• [Required task] Copy the committee debate excerpt below in full, word for word.

• [Given passage]

##########

I take the point made by the hon. and learned Member for Sleaford and North Hykeham that there is a different name, which will send a message, but I would welcome an answer from the Minister as to what additional measures in clause 10 are substantively different, other than the requirement to report to the Secretary of State, which I am sure he will explain, from the provisions in section 8. We have all said in Committee that we want to maximise prosecution, but I cannot see a substantive difference between the Bill’s provisions and the legislation that is already in place. I would welcome the Minister’s detailed explanation on each and every point about why the clause is so much better at moving towards prosecution.

Photo of Paul Goggins Paul Goggins Labour, Wythenshawe and Sale East

I, too, look forward to the Minister’s response to my right hon. Friend’s question. I wish to raise one or two further points. To build on comments made by my hon. Friend the Member for Bradford South, we would all appreciate a better understanding of what the phrase,

“The Secretary of State must consult the chief officer”,

will mean in practice. It may refer to officials consulting senior police officers, but not the chief constable, of a particular area. Perhaps the powers will be so wholly exceptional that the Secretary of State may want personally to be involved—at least in some of the initial discussions, let alone the ongoing ones. It would be helpful to hear a fuller explanation about how Ministers intend to involve themselves in practice in the process .

##########

(Saved data entries)
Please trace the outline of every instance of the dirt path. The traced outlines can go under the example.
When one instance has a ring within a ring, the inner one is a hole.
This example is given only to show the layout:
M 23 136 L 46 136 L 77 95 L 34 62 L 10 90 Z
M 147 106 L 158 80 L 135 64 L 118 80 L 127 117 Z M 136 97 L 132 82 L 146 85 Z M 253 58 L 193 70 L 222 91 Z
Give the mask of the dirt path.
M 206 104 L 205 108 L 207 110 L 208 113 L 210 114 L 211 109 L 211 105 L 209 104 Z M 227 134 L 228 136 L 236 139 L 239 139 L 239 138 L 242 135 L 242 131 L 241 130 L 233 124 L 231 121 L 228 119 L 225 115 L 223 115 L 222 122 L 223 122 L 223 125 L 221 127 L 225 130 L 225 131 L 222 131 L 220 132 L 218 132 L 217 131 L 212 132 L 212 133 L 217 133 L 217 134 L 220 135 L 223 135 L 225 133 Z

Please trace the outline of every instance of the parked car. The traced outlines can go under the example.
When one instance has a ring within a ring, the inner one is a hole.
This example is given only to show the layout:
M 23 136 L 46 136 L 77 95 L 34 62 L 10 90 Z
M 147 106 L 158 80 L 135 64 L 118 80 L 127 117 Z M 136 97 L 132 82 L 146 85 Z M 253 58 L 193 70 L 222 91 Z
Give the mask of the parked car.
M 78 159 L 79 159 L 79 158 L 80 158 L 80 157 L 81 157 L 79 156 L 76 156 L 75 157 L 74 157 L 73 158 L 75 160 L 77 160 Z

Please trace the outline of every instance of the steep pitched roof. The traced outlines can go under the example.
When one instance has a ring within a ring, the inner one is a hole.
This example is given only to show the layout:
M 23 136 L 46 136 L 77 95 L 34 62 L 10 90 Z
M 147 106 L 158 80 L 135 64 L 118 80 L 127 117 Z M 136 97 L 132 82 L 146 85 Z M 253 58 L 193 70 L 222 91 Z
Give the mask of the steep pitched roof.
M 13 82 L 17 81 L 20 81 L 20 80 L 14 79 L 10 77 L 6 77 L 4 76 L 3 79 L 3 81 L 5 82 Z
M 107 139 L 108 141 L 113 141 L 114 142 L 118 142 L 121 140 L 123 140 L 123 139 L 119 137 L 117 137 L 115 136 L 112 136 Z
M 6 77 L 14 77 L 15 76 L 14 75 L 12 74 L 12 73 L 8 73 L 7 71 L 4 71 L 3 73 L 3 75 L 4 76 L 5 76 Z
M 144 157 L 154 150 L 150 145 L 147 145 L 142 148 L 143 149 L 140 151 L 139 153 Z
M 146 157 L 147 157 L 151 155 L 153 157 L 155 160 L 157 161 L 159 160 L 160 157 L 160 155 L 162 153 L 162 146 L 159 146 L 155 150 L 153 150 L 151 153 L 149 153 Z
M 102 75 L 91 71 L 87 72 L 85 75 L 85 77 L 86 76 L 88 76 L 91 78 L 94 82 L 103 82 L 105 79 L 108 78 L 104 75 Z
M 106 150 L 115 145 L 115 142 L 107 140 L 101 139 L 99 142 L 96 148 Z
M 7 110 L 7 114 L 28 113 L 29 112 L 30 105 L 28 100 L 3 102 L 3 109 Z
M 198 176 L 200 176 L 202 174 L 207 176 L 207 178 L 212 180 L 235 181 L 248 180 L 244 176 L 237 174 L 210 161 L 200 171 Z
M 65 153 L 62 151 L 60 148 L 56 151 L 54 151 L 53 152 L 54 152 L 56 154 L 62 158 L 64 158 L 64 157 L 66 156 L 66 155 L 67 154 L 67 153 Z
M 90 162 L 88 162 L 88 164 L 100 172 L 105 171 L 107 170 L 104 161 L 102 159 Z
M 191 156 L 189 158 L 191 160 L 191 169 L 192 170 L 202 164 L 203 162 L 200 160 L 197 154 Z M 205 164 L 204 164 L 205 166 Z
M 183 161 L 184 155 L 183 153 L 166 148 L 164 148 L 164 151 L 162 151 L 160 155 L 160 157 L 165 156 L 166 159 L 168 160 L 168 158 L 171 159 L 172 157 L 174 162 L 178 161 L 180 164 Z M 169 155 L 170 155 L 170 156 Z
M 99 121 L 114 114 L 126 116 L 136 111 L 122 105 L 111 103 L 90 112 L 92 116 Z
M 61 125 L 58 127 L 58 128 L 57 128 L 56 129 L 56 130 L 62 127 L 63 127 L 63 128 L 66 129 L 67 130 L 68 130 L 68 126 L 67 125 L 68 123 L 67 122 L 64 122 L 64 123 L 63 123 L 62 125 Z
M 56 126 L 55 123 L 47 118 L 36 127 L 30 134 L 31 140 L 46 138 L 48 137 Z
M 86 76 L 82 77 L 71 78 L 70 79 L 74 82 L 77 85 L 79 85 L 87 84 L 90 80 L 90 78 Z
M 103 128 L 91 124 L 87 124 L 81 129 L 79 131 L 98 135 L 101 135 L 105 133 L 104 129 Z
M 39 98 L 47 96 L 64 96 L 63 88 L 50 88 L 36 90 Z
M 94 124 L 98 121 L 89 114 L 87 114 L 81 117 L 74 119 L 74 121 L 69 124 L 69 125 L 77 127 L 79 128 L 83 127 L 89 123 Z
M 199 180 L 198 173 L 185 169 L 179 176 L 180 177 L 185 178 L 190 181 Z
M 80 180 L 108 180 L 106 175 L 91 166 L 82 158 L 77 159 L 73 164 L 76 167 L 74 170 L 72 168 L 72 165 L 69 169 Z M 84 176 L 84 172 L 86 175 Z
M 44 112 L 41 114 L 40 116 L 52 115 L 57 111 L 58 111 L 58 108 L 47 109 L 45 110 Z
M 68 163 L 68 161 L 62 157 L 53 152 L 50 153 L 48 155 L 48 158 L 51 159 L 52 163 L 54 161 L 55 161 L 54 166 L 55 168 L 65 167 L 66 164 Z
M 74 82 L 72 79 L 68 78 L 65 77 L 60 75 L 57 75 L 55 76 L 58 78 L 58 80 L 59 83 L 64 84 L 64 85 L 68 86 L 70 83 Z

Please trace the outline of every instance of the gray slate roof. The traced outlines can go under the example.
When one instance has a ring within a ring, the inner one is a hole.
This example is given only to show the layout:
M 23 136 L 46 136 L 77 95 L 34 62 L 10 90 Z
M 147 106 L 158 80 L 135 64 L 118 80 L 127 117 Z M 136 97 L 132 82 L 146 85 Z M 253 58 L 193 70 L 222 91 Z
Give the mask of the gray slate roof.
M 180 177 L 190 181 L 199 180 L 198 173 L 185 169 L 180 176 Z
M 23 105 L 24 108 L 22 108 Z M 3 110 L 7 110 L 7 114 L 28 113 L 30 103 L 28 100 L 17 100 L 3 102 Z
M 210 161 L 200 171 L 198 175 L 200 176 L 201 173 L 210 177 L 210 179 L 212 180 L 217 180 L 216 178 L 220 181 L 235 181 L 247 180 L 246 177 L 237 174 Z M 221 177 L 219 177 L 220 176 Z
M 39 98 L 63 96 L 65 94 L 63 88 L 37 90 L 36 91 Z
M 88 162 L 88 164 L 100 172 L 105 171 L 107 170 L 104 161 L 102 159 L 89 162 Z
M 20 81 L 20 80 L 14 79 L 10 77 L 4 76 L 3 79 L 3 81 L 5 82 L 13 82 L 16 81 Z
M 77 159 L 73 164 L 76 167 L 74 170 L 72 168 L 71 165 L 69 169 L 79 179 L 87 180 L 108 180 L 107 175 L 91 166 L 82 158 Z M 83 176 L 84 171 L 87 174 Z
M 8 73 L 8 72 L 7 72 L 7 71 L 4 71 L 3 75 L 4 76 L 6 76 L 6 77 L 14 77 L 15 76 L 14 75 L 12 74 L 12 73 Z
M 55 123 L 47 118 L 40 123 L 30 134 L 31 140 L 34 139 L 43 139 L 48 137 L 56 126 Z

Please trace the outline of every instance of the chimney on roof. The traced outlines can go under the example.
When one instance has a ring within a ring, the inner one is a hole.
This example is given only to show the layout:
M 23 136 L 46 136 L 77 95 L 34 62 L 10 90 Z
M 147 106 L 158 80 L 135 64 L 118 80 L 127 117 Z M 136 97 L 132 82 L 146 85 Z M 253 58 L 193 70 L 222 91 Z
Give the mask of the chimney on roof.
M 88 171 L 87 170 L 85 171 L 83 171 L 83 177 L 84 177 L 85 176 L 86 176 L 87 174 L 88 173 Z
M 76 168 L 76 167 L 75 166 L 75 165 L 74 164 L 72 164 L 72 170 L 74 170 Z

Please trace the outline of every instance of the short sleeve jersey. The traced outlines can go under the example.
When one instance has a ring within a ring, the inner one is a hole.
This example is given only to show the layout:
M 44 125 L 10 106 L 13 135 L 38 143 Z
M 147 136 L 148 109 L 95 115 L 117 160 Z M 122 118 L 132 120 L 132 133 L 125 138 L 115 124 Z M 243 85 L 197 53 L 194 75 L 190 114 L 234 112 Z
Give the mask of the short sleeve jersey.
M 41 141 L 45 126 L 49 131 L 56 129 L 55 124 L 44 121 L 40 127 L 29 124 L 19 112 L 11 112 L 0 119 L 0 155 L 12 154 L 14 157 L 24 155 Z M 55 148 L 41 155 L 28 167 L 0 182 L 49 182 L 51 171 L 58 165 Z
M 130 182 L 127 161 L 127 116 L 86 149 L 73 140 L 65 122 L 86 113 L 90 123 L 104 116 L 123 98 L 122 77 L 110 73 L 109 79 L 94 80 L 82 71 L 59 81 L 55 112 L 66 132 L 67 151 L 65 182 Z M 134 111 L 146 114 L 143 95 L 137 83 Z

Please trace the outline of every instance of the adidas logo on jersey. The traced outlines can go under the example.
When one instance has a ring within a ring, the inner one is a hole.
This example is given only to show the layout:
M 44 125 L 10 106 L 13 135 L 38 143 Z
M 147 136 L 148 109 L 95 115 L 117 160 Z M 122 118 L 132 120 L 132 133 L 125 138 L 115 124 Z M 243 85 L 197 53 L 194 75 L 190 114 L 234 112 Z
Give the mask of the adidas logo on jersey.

##########

• [Answer for this exercise]
I take the point made by the hon. and learned Member for Sleaford and North Hykeham that there is a different name, which will send a message, but I would welcome an answer from the Minister as to what additional measures in clause 10 are substantively different, other than the requirement to report to the Secretary of State, which I am sure he will explain, from the provisions in section 8. We have all said in Committee that we want to maximise prosecution, but I cannot see a substantive difference between the Bill’s provisions and the legislation that is already in place. I would welcome the Minister’s detailed explanation on each and every point about why the clause is so much better at moving towards prosecution.

Photo of Paul Goggins Paul Goggins Labour, Wythenshawe and Sale East

I, too, look forward to the Minister’s response to my right hon. Friend’s question. I wish to raise one or two further points. To build on comments made by my hon. Friend the Member for Bradford South, we would all appreciate a better understanding of what the phrase,

“The Secretary of State must consult the chief officer”,

will mean in practice. It may refer to officials consulting senior police officers, but not the chief constable, of a particular area. Perhaps the powers will be so wholly exceptional that the Secretary of State may want personally to be involved—at least in some of the initial discussions, let alone the ongoing ones. It would be helpful to hear a fuller explanation about how Ministers intend to involve themselves in practice in the process .